____ DATA FOR PROCESSING

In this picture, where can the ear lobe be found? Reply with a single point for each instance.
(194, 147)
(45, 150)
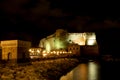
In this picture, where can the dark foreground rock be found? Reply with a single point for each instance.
(38, 70)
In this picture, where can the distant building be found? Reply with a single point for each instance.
(15, 50)
(61, 39)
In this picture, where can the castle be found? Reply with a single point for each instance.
(60, 42)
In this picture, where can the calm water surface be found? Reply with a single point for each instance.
(84, 71)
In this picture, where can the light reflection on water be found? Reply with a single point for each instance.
(84, 71)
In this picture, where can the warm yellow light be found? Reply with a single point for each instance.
(44, 55)
(38, 51)
(91, 42)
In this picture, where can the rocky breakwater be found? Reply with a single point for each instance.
(38, 70)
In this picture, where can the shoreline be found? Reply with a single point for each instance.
(38, 70)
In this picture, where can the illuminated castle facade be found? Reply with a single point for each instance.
(61, 39)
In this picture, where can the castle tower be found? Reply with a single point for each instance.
(15, 50)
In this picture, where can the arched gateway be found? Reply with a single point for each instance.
(15, 50)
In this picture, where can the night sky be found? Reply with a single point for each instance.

________

→ DIRECTION
The records shown above are to be repeated exactly, with the pictures left out.

→ TASK RESPONSE
In this picture, where can the ear lobe be found? Reply with a single point for each instance.
(194, 147)
(45, 150)
In this picture, where can the dark foreground rock be found? Reply with a single point for each instance.
(38, 70)
In this picture, where can the distant building be found? Reply with a single point for each instance.
(15, 50)
(61, 39)
In this picture, where can the castle be found? Reply with a single point for each instance.
(60, 42)
In this picture, where can the calm water surface be found? Reply with a single point for each instance.
(84, 71)
In this picture, where can the light reflection on water be found? Reply with a single point for each instance.
(84, 71)
In this picture, where can the warm yellow light be found? Reply with a single point for each instance.
(44, 55)
(38, 51)
(91, 42)
In this picture, where can the rocky breakwater be found? Reply with a single point for each instance.
(38, 70)
In this picture, where can the shoreline be found? Reply with a single point for each instance.
(38, 70)
In this picture, where can the illuminated castle facade be found? Reply with a single point for each instance.
(61, 39)
In this picture, where can the castle tower be found? Reply with a single point for each instance.
(15, 50)
In this picture, where can the arched gateway be found? Reply with a single point for each instance.
(15, 50)
In this picture, where can the night sky be found? Reply with a single point for each instance.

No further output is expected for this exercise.